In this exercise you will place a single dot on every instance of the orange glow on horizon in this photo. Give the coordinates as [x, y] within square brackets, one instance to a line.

* * *

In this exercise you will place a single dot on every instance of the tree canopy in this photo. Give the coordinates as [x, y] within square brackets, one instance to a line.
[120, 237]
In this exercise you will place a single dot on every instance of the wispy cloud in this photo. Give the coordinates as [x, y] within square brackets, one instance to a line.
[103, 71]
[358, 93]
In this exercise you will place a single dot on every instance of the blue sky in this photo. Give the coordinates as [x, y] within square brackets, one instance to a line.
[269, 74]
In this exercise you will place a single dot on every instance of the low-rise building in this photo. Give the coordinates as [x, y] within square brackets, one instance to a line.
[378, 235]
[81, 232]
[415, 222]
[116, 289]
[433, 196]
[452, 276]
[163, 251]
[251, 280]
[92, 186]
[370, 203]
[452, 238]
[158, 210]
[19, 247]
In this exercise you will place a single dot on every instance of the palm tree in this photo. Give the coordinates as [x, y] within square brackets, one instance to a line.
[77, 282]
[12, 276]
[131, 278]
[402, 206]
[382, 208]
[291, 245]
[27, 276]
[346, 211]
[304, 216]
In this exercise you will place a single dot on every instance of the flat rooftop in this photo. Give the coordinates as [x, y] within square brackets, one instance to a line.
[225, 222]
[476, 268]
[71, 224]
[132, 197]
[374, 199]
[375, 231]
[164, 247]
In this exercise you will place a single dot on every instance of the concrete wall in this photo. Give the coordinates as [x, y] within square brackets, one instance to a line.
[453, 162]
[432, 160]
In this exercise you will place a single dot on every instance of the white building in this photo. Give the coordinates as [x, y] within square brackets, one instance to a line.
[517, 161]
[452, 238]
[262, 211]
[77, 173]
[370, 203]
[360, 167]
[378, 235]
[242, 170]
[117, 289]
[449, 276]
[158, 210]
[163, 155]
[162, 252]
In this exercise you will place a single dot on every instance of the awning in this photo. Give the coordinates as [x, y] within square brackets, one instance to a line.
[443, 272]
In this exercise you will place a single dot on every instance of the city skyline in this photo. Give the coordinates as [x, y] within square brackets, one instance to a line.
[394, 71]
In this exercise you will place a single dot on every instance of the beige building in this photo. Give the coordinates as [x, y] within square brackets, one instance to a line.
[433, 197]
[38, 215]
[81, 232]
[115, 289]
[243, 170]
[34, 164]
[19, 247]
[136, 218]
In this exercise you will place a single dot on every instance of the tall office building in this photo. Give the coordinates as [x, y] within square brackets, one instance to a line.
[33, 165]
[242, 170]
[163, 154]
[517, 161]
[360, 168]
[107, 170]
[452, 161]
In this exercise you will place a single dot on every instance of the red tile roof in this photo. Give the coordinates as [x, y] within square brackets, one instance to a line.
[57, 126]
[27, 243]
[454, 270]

> **EXERCISE OBJECTIVE**
Count the lines of the data above that contain the string "building", where case must match, and reply with that number alone.

> **FULL OUTPUT**
4